Your objective: Write out, word for word, every line from the one containing "In this photo, point at the navy" through the last line of the records below, both ends included.

%%

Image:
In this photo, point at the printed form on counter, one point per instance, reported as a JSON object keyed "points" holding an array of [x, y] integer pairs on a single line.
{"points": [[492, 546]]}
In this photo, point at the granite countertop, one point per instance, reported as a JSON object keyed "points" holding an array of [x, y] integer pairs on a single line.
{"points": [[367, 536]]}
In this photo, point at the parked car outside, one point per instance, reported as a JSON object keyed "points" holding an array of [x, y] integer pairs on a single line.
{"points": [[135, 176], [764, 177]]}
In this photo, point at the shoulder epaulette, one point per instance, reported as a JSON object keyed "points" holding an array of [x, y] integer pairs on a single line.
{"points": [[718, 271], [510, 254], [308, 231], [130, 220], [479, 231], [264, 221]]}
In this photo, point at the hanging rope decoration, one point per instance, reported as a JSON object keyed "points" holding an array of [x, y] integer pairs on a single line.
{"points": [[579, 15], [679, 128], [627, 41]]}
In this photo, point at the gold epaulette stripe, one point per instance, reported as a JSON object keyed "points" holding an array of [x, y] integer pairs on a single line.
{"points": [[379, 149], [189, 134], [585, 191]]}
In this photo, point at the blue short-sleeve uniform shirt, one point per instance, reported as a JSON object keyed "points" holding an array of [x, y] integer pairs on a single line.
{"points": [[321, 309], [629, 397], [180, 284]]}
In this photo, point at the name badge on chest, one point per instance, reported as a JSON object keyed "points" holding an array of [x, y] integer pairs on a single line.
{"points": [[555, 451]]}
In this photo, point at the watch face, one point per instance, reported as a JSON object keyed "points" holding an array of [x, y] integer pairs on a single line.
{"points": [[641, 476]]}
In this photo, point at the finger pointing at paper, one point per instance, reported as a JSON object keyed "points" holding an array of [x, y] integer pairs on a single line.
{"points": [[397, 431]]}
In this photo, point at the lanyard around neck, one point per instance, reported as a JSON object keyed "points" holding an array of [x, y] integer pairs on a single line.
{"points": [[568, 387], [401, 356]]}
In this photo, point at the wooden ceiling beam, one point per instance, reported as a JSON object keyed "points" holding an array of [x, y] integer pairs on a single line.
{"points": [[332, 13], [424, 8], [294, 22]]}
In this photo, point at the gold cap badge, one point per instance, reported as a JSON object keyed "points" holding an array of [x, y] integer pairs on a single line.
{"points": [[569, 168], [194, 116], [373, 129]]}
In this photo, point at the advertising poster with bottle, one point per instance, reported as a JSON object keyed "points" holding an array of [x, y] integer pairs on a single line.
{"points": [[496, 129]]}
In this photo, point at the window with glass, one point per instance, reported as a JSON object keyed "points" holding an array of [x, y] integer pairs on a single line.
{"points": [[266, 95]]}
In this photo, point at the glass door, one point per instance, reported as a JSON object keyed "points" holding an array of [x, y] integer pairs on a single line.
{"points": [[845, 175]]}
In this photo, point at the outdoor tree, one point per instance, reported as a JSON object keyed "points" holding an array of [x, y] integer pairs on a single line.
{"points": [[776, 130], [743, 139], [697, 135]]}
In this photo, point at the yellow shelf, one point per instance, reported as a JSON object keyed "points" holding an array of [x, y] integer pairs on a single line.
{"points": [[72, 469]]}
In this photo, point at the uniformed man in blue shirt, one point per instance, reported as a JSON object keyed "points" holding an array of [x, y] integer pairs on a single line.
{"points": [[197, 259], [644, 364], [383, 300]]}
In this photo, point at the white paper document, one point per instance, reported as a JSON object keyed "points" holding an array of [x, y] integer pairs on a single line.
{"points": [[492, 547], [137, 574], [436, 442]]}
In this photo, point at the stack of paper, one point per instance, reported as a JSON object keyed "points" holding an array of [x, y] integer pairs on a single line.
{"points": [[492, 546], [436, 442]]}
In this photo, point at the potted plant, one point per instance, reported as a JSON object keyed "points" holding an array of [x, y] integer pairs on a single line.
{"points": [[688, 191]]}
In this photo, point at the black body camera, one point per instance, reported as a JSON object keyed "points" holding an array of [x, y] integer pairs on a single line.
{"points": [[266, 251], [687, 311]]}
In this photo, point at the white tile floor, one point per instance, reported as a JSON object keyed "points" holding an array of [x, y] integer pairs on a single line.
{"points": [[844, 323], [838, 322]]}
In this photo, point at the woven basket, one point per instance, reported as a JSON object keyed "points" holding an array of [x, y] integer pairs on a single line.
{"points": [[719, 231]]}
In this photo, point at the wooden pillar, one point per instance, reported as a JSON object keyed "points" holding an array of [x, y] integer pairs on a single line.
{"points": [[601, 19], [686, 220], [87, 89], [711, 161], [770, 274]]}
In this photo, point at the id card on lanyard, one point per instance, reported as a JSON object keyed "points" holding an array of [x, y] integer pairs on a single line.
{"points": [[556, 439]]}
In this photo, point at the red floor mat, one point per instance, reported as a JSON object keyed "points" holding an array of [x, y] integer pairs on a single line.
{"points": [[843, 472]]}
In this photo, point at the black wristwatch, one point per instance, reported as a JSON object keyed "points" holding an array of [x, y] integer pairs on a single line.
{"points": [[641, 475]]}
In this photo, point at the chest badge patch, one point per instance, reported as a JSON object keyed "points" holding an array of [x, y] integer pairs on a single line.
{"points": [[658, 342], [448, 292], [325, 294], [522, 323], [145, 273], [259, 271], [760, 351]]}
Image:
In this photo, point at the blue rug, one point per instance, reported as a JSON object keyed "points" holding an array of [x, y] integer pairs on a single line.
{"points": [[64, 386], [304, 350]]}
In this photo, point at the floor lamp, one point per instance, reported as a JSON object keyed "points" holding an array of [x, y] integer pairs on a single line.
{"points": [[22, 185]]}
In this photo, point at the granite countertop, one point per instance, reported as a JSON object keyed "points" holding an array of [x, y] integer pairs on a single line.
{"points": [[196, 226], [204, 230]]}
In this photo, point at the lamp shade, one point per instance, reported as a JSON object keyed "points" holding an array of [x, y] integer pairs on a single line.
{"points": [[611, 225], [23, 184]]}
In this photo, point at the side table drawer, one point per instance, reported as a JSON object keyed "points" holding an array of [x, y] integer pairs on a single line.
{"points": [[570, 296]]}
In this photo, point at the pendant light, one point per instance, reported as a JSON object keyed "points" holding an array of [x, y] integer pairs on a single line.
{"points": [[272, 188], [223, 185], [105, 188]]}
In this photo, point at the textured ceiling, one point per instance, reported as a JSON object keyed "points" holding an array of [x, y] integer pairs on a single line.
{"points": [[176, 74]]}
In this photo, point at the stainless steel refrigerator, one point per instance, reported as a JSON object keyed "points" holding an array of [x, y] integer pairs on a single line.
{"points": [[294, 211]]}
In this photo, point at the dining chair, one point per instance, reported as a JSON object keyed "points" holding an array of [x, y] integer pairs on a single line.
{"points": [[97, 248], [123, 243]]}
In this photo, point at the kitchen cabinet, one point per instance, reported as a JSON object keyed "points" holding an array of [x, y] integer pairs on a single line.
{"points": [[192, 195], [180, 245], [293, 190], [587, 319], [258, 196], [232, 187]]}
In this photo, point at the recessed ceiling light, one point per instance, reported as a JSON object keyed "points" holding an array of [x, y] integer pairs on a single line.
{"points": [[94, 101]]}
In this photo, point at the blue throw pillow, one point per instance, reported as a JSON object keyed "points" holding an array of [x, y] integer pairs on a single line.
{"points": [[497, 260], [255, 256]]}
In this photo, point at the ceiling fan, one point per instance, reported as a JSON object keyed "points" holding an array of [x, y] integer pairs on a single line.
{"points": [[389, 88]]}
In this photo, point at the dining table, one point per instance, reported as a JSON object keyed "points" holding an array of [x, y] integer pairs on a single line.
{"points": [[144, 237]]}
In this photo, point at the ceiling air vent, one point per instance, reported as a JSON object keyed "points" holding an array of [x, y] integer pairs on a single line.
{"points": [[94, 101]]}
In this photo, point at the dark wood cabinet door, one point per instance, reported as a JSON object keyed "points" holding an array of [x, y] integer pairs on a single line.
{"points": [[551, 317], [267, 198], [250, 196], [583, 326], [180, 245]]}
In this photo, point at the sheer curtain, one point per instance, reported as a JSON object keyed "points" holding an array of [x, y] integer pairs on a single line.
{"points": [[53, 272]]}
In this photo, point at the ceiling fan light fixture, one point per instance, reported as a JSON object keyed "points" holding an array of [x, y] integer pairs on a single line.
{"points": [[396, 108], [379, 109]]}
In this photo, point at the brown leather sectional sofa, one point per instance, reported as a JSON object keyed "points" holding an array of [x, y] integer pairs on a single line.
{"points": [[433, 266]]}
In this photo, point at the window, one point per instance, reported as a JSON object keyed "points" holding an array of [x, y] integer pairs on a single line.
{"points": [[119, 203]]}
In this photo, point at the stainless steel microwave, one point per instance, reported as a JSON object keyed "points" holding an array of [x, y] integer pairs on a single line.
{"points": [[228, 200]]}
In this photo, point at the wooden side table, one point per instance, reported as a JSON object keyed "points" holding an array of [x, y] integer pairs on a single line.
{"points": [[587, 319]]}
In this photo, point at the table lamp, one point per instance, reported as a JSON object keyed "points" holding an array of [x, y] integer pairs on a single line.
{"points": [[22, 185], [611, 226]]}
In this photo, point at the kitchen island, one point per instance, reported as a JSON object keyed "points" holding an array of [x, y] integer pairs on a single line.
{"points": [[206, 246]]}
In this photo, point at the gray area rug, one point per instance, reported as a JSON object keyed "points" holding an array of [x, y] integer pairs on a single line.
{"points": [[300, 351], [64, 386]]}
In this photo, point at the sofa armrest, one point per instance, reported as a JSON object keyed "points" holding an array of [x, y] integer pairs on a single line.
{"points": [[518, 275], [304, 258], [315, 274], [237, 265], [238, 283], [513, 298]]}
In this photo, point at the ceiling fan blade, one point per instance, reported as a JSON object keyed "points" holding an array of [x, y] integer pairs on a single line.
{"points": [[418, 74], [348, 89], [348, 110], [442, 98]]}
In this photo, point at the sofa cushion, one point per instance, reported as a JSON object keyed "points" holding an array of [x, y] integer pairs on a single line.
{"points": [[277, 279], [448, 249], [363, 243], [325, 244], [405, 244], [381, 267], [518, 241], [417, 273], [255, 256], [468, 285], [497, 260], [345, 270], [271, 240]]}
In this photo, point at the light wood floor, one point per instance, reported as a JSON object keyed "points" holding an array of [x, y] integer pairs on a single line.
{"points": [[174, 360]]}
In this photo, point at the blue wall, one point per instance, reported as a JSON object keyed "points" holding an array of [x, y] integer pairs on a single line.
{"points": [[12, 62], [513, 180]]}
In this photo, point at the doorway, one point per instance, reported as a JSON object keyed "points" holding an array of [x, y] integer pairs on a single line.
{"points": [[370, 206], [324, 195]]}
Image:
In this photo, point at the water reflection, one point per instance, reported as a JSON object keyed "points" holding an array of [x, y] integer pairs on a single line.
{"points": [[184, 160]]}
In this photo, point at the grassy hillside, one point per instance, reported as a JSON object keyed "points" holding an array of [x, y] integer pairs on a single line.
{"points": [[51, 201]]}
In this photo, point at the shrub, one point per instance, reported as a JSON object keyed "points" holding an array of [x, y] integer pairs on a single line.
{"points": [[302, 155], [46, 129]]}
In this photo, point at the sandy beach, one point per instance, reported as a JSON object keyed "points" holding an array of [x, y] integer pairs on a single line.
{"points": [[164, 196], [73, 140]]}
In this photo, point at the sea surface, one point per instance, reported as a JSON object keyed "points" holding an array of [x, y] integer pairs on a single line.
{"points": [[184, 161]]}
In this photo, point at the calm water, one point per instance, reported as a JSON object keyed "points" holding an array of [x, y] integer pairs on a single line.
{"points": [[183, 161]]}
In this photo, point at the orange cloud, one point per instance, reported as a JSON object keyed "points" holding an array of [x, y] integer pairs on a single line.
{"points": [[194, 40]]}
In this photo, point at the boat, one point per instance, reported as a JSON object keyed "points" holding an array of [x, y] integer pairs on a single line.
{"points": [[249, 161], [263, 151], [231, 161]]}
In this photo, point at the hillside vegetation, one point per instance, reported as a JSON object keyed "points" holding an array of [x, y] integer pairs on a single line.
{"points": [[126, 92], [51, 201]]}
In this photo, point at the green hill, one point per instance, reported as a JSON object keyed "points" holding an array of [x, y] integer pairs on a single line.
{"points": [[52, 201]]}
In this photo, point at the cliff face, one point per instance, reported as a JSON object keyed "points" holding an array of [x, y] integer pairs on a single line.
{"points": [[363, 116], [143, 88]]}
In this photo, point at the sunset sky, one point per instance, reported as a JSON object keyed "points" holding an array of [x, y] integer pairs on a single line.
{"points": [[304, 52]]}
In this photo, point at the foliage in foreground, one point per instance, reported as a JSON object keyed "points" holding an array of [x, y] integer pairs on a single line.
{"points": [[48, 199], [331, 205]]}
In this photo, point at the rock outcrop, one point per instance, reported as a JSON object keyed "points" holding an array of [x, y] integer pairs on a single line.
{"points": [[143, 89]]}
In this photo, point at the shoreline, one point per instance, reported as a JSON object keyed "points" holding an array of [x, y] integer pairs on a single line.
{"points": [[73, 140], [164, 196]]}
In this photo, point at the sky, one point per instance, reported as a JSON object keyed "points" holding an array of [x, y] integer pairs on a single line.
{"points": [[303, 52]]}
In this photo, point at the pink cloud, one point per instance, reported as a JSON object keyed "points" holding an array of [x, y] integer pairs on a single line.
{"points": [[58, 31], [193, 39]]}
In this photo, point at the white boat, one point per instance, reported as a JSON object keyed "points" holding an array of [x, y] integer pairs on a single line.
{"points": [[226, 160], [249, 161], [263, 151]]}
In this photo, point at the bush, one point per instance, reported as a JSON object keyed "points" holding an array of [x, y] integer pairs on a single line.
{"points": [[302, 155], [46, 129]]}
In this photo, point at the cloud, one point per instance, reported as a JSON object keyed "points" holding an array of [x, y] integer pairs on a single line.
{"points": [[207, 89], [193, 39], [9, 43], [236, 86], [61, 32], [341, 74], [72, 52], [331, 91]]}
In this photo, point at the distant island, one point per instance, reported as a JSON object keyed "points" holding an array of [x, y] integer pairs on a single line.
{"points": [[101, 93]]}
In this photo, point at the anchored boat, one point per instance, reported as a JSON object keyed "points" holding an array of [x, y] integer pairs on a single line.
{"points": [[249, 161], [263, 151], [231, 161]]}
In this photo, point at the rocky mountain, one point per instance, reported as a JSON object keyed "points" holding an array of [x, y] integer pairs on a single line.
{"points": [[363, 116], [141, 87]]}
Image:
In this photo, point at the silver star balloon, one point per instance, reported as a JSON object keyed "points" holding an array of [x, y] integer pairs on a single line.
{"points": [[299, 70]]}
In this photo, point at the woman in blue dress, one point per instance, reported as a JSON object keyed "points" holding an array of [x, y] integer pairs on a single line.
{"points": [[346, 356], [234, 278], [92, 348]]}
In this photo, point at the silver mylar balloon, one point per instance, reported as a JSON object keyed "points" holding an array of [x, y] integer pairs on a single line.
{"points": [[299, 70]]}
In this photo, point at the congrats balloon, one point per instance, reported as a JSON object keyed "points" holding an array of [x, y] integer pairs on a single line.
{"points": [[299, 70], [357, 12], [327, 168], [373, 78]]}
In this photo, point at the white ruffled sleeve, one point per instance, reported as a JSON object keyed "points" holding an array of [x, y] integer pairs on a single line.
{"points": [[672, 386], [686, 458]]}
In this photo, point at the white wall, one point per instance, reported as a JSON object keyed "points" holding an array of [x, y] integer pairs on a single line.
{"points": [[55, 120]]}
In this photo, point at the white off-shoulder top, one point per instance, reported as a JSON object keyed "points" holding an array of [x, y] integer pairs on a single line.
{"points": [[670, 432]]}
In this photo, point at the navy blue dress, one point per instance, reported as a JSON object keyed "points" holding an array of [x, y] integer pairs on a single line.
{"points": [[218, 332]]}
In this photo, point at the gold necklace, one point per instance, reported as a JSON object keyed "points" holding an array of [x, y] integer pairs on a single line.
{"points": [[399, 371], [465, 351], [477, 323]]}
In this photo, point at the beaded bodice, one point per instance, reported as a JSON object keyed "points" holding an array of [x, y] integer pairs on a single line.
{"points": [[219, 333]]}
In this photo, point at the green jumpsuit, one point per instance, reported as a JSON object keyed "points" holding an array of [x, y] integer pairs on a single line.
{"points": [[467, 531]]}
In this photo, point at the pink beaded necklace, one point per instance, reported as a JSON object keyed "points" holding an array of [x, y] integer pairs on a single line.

%%

Exercise answer:
In this photo, point at the navy blue dress, one point per instance, reported as a JSON object keyed "points" holding an array of [x, y] integer pairs on a single line.
{"points": [[218, 332]]}
In this photo, point at the gold necklace, one point per instance, reported as a JSON object keyed "points" holding an array of [x, y] integer pairs on a single line.
{"points": [[399, 371], [465, 351], [477, 323]]}
In this photo, point at the beaded bodice, one point per instance, reported as a JSON object keyed "points" holding an array of [x, y] integer pairs on a single line.
{"points": [[219, 333]]}
In this photo, point at the green jumpsuit, one point per instance, reported as a JSON object keyed "points" holding an array of [x, y] integer pairs on a single line.
{"points": [[467, 531]]}
In this photo, point at the pink beaded necklace, one point per instance, reported as a JSON object keyed "points" holding an array of [x, y] integer pairs on a single line.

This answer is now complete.